DIRECTIVE
Rewrite the items as a numbered list, starting at the line that contains "Could you point at the computer" and running through the last line of the items, both ends included. Leave out any blank lines.

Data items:
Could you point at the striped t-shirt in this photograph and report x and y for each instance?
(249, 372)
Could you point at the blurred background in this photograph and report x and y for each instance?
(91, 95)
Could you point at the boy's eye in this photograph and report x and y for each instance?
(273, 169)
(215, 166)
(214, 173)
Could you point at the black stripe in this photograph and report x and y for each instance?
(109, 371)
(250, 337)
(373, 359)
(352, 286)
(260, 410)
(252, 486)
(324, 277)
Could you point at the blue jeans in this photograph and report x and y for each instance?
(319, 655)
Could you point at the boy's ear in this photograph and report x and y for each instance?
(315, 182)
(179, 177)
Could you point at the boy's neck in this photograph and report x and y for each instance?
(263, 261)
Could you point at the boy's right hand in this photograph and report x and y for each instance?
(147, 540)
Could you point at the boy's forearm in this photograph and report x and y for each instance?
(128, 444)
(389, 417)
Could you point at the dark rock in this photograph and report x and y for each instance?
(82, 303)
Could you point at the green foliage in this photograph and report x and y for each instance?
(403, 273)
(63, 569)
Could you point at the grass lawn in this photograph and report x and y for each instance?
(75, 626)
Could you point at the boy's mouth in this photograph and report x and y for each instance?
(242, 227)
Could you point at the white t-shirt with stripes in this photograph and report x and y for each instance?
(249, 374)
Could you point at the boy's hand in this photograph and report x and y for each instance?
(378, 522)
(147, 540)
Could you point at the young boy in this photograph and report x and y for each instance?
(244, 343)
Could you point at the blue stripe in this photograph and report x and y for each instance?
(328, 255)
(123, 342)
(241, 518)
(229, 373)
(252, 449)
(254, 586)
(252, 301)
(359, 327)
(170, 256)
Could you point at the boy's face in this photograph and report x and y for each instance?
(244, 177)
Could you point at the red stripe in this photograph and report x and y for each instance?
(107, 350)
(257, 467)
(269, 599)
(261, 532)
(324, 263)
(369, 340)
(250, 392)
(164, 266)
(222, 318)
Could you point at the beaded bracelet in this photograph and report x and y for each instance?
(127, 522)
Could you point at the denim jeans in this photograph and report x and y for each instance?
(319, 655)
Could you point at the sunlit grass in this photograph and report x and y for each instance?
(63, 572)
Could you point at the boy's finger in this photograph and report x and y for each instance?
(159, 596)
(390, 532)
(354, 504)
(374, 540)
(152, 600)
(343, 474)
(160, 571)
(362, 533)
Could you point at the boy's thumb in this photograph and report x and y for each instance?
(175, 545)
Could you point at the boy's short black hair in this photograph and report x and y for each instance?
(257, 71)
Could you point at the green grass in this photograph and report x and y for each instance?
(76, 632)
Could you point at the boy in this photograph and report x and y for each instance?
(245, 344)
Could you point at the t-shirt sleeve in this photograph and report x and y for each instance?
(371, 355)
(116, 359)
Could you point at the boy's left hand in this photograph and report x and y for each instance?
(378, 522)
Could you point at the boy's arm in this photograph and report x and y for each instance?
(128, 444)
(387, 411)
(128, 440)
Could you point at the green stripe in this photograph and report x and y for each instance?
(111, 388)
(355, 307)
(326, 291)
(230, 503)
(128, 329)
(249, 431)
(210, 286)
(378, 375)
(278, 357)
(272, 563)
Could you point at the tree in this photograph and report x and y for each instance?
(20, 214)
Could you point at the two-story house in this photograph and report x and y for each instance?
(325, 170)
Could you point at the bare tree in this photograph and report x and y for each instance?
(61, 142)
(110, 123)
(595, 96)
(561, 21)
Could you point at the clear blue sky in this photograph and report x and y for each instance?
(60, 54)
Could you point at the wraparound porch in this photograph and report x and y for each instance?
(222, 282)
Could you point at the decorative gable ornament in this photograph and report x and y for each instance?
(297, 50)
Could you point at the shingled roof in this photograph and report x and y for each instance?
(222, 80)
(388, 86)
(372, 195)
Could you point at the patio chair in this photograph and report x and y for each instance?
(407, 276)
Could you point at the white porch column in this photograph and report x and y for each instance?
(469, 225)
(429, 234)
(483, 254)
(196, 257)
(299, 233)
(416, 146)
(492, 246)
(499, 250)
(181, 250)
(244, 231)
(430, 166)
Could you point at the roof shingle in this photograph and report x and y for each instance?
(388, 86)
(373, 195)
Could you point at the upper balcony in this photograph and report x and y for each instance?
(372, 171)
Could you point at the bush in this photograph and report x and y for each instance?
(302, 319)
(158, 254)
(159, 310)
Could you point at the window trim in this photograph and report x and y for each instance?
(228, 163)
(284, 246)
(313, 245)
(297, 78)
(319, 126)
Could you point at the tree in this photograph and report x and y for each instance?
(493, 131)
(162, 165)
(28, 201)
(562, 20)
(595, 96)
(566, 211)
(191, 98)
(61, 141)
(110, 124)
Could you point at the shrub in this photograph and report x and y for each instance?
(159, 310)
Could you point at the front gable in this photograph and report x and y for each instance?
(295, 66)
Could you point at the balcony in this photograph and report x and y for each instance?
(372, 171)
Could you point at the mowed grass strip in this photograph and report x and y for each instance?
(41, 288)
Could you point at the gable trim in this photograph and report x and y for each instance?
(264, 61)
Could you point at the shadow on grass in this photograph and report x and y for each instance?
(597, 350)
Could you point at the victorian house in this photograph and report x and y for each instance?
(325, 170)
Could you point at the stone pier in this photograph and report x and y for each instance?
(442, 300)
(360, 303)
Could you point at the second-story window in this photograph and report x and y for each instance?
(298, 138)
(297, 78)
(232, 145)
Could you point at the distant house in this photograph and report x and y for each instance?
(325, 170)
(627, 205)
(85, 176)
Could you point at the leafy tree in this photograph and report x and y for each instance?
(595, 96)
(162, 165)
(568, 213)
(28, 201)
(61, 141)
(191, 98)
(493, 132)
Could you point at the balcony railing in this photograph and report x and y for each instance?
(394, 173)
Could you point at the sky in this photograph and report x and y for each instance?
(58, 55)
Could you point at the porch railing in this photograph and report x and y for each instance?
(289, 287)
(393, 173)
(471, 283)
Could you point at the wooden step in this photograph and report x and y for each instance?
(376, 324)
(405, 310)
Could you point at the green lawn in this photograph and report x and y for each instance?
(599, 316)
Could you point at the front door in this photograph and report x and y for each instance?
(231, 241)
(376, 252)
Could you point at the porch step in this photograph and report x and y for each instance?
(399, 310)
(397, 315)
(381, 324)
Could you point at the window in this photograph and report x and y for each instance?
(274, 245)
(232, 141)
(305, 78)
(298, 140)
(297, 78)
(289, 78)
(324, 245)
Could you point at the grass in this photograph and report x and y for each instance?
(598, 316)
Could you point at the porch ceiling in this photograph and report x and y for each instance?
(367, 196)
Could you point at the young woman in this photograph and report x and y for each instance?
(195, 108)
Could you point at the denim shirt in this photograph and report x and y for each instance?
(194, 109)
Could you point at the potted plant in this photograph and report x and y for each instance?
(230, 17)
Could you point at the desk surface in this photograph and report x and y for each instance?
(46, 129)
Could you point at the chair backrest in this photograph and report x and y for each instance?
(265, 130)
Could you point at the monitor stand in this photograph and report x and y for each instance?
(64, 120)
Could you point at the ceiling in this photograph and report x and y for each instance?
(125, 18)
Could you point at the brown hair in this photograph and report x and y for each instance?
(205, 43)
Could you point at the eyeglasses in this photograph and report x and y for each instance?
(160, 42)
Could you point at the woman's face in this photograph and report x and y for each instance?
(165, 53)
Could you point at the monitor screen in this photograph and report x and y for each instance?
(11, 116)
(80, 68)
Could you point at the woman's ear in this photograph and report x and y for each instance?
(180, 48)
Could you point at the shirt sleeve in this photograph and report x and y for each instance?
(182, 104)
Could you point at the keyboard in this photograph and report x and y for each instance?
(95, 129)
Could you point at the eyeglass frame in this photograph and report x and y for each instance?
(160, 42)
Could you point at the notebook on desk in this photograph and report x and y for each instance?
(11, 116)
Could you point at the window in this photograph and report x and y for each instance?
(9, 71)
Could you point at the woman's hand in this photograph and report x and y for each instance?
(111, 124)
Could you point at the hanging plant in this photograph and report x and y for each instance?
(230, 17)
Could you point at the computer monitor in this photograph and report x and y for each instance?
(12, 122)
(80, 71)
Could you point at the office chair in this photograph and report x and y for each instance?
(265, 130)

TASK OUTPUT
1. Could you point at the computer monitor in this photograph and report x and y for each instance?
2. (12, 122)
3. (80, 71)
4. Could you point at the office chair in this photograph and report x and y for each instance?
5. (265, 130)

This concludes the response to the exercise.